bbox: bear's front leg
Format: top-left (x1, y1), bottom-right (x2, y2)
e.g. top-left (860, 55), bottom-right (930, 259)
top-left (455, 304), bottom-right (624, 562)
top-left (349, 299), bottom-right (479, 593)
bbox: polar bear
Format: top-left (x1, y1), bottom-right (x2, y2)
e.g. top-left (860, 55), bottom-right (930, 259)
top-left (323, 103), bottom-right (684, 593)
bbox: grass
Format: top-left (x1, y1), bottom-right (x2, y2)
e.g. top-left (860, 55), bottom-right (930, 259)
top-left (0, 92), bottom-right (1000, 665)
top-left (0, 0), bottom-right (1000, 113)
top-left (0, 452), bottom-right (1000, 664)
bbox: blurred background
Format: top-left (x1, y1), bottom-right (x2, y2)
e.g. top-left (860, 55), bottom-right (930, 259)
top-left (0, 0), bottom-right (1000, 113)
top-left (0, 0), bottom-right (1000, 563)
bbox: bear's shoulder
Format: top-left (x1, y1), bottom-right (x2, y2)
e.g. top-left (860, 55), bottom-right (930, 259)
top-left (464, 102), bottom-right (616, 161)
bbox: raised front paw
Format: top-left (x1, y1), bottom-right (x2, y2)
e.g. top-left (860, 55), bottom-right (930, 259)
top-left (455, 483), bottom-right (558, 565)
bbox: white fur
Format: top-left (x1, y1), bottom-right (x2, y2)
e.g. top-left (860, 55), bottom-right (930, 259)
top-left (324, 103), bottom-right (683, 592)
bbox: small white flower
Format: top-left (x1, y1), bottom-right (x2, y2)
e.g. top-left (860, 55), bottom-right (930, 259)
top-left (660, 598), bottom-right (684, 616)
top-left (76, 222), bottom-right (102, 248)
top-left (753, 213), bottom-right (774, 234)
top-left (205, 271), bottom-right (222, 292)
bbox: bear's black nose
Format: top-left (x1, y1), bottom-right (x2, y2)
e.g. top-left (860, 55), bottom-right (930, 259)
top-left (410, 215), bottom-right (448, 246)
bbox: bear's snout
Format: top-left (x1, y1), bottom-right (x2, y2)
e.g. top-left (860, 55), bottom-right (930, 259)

◆ **Prompt**:
Recast all of the material above as a numbered list, one line per item, with blank lines dropped.

◆ **Solved exercise**:
1. bbox: bear's front leg
2. Format: top-left (x1, y1), bottom-right (x2, y2)
3. e.g. top-left (860, 55), bottom-right (930, 259)
4. top-left (455, 304), bottom-right (624, 562)
5. top-left (349, 299), bottom-right (479, 593)
6. bbox: polar bear
7. Format: top-left (x1, y1), bottom-right (x2, y2)
8. e.g. top-left (860, 55), bottom-right (930, 259)
9. top-left (323, 103), bottom-right (684, 593)
10. bbox: grass
11. Format: top-left (x1, y1), bottom-right (x2, y2)
12. e.g. top-left (860, 55), bottom-right (930, 259)
13. top-left (0, 92), bottom-right (1000, 665)
14. top-left (0, 0), bottom-right (1000, 113)
15. top-left (0, 452), bottom-right (1000, 664)
16. bbox: blurred background
17. Format: top-left (x1, y1), bottom-right (x2, y2)
18. e.g. top-left (860, 55), bottom-right (930, 259)
19. top-left (0, 0), bottom-right (1000, 113)
20. top-left (0, 0), bottom-right (1000, 563)
21. bbox: bear's shoulder
22. Format: top-left (x1, y1), bottom-right (x2, y2)
23. e.g. top-left (860, 55), bottom-right (930, 259)
24. top-left (464, 102), bottom-right (616, 161)
25. bbox: raised front paw
26. Format: top-left (x1, y1), bottom-right (x2, y2)
27. e.g. top-left (860, 55), bottom-right (930, 259)
28. top-left (455, 483), bottom-right (558, 565)
29. bbox: white fur
30. Format: top-left (x1, y1), bottom-right (x2, y2)
31. e.g. top-left (860, 55), bottom-right (930, 259)
32. top-left (324, 103), bottom-right (683, 592)
33. bbox: small white flower
34. Format: top-left (x1, y1), bottom-right (x2, y2)
35. e.g. top-left (860, 55), bottom-right (930, 259)
36. top-left (660, 598), bottom-right (684, 616)
37. top-left (76, 222), bottom-right (102, 248)
38. top-left (753, 213), bottom-right (774, 234)
39. top-left (205, 271), bottom-right (222, 292)
40. bbox: bear's black nose
41. Format: top-left (x1, y1), bottom-right (x2, y2)
42. e.g. top-left (860, 55), bottom-right (930, 259)
43. top-left (410, 215), bottom-right (448, 246)
44. bbox: bear's snout
45. Format: top-left (x1, y1), bottom-right (x2, y2)
46. e.g. top-left (860, 55), bottom-right (930, 259)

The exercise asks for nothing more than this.